Given request —
Update the part of the entries that opens with the line containing "Spot the tire" and continues through the end of the entries by changing "drop a pin" to "place a marker" wherever it occurs. Give that part again with nothing else altered.

Entries from a point annotation set:

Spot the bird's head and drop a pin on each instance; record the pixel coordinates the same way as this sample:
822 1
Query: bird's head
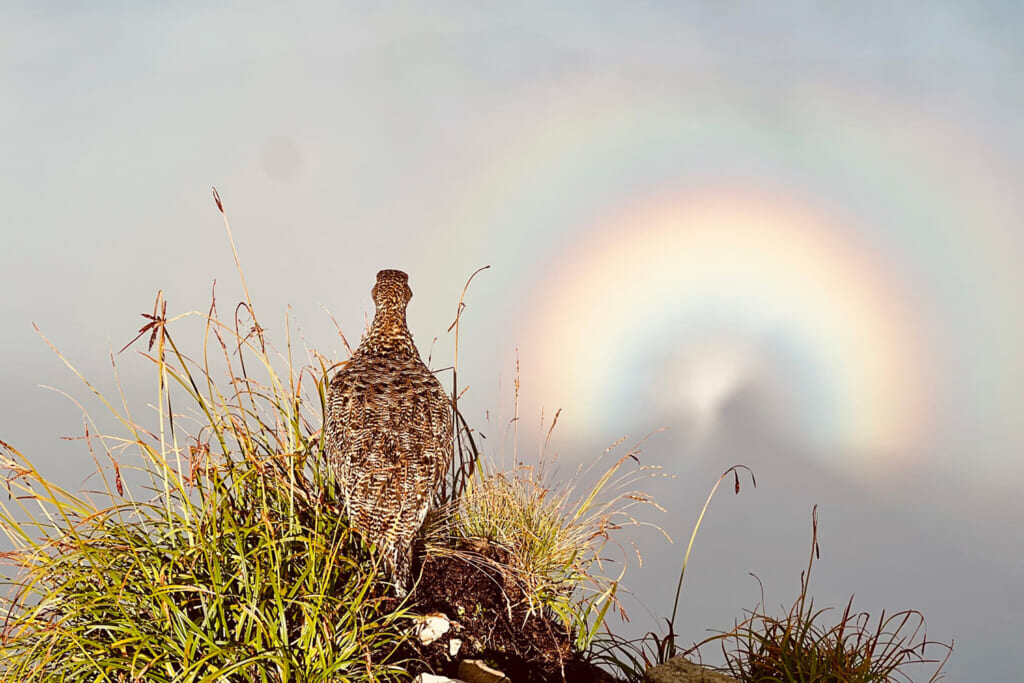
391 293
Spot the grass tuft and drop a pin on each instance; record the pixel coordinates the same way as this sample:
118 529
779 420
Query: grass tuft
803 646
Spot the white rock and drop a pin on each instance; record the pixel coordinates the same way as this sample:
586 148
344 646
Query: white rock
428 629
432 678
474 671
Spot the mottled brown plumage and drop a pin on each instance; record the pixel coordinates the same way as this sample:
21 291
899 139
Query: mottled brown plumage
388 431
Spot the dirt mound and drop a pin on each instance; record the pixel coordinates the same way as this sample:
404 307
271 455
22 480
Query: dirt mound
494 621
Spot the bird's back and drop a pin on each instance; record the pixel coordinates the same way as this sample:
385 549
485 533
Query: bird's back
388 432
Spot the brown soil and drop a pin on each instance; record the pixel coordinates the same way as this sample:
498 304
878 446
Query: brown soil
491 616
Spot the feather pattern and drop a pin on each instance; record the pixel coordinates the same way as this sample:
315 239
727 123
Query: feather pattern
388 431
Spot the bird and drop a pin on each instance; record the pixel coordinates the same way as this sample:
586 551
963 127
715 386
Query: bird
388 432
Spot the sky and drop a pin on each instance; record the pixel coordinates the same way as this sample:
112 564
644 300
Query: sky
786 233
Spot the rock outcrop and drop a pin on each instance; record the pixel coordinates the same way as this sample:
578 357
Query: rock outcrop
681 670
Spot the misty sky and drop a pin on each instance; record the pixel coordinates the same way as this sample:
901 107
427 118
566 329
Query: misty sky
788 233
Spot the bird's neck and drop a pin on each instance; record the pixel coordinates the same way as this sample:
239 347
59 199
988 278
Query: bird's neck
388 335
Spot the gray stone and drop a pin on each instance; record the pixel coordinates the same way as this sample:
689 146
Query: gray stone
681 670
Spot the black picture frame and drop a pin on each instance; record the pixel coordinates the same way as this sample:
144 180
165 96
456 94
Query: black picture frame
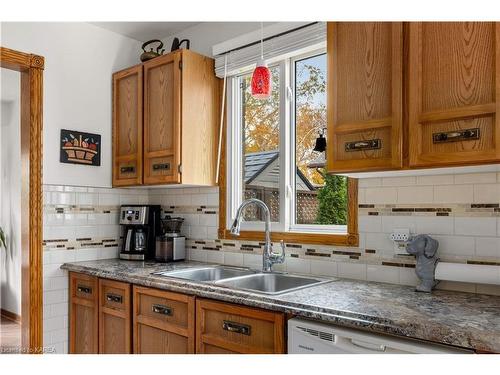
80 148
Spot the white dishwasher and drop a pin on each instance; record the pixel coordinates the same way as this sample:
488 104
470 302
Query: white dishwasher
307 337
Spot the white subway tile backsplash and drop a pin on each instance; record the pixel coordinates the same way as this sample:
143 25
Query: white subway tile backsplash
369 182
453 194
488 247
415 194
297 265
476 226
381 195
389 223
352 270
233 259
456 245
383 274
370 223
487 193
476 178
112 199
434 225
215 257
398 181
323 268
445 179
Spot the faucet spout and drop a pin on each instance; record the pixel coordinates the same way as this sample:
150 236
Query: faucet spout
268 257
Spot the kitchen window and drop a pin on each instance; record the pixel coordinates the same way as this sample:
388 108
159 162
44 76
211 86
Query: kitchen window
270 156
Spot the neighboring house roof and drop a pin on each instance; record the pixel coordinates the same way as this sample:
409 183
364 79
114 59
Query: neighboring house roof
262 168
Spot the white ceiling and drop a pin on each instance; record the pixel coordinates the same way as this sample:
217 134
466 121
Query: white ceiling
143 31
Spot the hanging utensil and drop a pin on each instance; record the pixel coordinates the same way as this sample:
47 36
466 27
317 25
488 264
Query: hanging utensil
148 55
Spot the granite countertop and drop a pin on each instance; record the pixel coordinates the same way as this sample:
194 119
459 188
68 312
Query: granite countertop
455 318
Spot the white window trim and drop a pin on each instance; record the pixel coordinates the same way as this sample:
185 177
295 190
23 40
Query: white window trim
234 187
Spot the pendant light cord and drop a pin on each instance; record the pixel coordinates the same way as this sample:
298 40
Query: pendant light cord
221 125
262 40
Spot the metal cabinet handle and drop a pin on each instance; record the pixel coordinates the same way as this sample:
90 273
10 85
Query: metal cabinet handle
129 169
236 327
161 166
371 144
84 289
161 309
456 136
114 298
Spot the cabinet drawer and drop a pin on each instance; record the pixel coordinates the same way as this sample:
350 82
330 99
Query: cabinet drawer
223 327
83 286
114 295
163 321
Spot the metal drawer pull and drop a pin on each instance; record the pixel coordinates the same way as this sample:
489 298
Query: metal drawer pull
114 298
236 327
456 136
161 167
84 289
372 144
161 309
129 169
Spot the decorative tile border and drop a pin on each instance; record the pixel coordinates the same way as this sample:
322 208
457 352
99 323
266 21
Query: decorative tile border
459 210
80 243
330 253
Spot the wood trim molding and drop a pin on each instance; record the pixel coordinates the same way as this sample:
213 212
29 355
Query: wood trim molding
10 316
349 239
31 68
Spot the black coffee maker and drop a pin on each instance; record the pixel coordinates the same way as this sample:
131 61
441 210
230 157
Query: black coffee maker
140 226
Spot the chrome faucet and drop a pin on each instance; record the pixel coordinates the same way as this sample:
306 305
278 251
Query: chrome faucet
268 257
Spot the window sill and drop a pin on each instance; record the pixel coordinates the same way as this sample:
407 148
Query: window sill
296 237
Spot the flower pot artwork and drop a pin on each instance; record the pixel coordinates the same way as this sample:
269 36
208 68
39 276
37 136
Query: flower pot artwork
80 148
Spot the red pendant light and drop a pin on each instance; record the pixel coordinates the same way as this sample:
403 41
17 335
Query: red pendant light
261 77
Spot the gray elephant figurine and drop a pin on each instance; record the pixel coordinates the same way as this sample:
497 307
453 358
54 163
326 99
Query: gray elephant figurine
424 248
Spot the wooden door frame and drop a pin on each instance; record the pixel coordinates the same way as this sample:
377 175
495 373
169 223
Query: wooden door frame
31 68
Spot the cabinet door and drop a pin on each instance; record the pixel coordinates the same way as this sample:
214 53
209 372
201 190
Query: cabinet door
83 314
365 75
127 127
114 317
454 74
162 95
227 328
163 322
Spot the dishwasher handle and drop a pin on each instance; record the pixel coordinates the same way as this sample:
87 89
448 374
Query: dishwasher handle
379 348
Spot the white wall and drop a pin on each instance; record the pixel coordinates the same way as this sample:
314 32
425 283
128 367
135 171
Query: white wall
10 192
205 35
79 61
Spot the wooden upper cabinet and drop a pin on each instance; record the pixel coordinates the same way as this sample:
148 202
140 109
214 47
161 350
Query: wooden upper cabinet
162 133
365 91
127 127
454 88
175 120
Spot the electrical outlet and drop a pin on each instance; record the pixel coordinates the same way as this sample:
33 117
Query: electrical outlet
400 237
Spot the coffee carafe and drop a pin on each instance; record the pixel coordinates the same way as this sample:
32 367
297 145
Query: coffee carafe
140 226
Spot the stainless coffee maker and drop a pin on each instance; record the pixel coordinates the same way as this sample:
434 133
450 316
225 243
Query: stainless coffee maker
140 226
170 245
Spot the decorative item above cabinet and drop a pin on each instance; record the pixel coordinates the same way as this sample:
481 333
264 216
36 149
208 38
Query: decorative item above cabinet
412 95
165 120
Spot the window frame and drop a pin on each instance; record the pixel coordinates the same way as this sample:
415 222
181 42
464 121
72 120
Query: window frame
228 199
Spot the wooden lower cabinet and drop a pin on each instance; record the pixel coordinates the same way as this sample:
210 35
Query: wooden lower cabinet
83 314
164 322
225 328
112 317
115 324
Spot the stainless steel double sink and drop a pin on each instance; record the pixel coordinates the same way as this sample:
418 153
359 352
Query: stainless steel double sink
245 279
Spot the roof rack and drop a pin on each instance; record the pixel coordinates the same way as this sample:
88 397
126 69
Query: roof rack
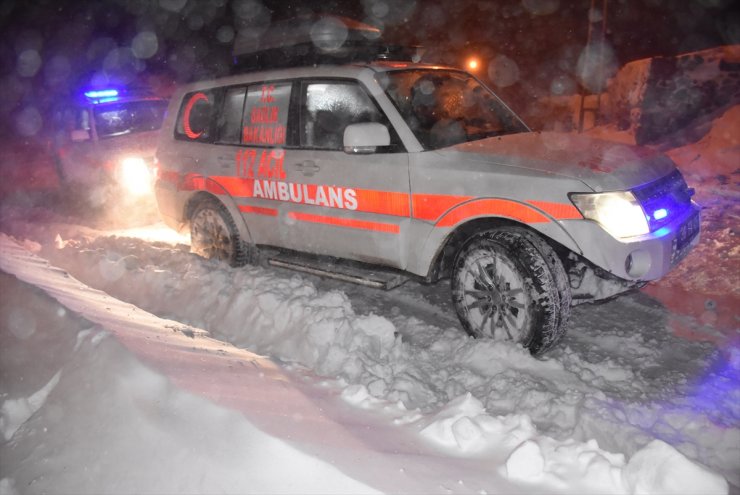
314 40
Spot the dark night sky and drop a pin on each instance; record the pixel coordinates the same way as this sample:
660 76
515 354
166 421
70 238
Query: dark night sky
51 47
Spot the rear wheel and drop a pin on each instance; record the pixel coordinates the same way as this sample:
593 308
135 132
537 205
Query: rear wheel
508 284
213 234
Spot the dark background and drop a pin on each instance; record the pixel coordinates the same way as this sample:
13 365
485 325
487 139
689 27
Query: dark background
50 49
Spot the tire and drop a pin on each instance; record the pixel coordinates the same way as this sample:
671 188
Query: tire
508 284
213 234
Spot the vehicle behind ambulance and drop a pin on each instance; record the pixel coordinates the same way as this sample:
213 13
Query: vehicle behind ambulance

Exercise output —
Spot the tire and place a marker on each instance; record the pixel coordinates the same way as this sample:
671 188
Query: tire
508 284
213 234
Spot the vehicle behind ambulance and place a marker on each instance; record the pixel coordinates the same way as this sample:
213 13
Query: vehicle behind ambulance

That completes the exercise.